• [SOURCE EXTRACT]:

↓

Behavior changes over time. Our task is to understand it. The first step is to be able to describe it; the next step is to be able to predict it.
In the past, the task of understanding behavior change was simplified to only describing and predicting the overall behavior, or mean of many momentary measures of behavior. For example, "On average the rate doubled when the condition was changed from A to B" or "The asymptotic rate to this schedule was 2.4 responses per second." (Where the dependent variable was the mean rate during five, 1 hour sessions following 25 or more sessions of exposure to the procedures.) These types of measures are labeled static.
The future task of behavior analysis is to understand the moment to moment changes in behavior. These types of measures are labeled dynamical and must be displayed in two dimensions. A single number cannot characterize them.
There are three broad categories of behavioral dynamics. Historical examples of their study have been fixed-interval performance (synchronous), the learning curve (transient), and "noise" (asynchronous).
There are a number of possible approaches to take when trying to study behavioral dynamics. The following analysis is based on two sets of simplifying assumptions and constraints. They were accepted for the most part in order to:
1. take advantage of a very well established analytical technology used in other disciplines to understand changing output,
2. simplify the task enough so that some progress could be made.
The first set of assumptions is depicted in the following 3 figures. It is simply the view that the output of an organism can be attributed to the input.

↑

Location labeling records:
↓

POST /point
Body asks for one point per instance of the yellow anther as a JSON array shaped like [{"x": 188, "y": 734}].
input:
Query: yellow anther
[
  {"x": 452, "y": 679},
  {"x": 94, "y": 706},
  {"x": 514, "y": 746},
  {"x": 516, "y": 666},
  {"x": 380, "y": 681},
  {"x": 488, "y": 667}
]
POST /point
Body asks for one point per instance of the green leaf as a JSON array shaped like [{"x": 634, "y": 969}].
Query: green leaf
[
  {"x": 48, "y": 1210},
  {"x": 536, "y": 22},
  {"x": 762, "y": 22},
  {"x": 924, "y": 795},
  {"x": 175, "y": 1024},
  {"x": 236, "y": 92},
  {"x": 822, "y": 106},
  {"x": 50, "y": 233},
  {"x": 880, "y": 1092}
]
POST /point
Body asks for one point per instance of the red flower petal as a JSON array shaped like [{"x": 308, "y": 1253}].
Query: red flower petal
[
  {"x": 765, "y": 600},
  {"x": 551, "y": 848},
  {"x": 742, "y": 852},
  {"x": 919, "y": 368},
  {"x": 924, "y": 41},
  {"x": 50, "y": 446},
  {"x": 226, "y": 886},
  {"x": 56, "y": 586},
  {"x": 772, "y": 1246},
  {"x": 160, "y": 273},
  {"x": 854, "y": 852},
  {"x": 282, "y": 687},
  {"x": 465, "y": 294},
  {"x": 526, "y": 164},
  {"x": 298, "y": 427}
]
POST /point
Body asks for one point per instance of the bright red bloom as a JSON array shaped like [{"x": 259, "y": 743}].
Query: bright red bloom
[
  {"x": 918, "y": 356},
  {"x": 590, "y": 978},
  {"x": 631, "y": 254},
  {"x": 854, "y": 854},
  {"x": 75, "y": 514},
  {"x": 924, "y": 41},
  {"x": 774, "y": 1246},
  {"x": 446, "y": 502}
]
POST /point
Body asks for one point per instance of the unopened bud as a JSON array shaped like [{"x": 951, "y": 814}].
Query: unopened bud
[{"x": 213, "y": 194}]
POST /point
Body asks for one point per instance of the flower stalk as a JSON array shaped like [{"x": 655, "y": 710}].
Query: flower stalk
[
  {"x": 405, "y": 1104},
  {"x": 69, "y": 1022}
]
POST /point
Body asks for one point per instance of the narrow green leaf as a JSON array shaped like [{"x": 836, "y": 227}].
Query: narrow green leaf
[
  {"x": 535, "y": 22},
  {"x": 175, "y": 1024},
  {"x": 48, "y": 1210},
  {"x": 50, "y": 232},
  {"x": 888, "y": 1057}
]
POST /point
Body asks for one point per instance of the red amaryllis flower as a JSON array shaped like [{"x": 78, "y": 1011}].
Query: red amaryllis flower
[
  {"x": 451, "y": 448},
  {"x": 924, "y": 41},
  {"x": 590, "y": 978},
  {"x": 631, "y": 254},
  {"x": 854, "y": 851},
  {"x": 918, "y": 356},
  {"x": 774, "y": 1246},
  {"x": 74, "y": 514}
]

↑
↓

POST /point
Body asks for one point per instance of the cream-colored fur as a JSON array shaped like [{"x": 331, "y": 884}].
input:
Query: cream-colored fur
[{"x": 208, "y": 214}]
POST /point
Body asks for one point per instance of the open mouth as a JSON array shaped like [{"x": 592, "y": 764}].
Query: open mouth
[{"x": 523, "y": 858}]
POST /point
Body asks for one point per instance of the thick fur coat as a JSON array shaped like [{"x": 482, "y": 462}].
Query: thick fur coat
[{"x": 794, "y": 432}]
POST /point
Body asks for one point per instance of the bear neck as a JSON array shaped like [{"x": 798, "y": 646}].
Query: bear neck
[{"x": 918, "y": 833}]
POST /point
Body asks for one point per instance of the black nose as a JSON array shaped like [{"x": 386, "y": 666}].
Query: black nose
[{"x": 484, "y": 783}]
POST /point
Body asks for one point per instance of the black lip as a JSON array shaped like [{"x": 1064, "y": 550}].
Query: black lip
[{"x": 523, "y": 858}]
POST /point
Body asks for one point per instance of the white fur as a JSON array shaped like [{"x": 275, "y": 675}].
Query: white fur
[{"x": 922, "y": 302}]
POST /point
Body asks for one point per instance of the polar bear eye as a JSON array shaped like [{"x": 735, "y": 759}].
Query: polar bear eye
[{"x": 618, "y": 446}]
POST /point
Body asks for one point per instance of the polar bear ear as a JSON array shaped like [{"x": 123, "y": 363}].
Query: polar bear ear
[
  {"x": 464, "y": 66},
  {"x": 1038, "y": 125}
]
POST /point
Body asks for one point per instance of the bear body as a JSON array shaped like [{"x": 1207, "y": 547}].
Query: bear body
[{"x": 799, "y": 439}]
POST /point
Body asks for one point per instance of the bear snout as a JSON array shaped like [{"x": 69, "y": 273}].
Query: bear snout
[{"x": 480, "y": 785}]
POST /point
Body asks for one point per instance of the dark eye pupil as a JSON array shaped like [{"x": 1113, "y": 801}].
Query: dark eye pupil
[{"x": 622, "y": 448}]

↑

• [WHAT IS ASKED]:
- 1) Could you set down the text on behavioral dynamics word for word, starting at "There are a" and ending at "could be made."?
- 2) Would you resume the text on behavioral dynamics right after its final sentence?
These records stand apart from the text on behavioral dynamics.

• [ANSWER LIST]:
- 1)
There are a number of possible approaches to take when trying to study behavioral dynamics. The following analysis is based on two sets of simplifying assumptions and constraints. They were accepted for the most part in order to:
1. take advantage of a very well established analytical technology used in other disciplines to understand changing output,
2. simplify the task enough so that some progress could be made.

- 2)
Additionally, the distribution of an organism's rate changes over time can be attributed to the distribution of changes in reinforcement over time, and that both the input and output can be seen as changing frequencies. We are very familiar with this approach when we consider audio amplifiers. The inputs to and outputs from an animal can be conceptualized similarly.
If these relatively innocuous constraints are accepted, then a family of analysis techniques can be used as powerful tools to understand the dynamic aspects of behavior. The logic underlying the mathematical machinery of these analyses is very simple and is familiar to everyone.
First, predictions can be made based on arithmetic transitivity. If you have previously determined that the output is twice the input, then given the input you can predict that the output will be twice as large.
Second, many computations can be simplified by changing domains. For example, rather than multiplying two numbers to determine an answer, it is often easier to convert the original numbers to their logs, add the logs, and find the antilog of the answer.
The following figure depicts virtually all of the important machinery of the present research. It shows how the relationship between a known input and a known output can be used to predict an unknown dynamical output given a known input.
The function used to adjust the input in order to predict an output (illustrated in green) is labeled a "transfer function."
Larger version of figure above
The upper left section of the figure depicts the conversion of the pattern of the reinforcers in the reinforcer pulse input and the resulting response rates into the frequency domain and the division of each of the output frequencies by their respective input frequencies. The quotient is the transfer function. The upper right section depicts some arbitrary reinforcement pattern input, its conversion to the frequency domain and that representation multiplied by the transfer function, frequency by frequency, to produce the frequency domain representation of the predicted output. This is then converted to the time domain and compared to the actual output of the bird, bin by bin, to determine the quality of the prediction.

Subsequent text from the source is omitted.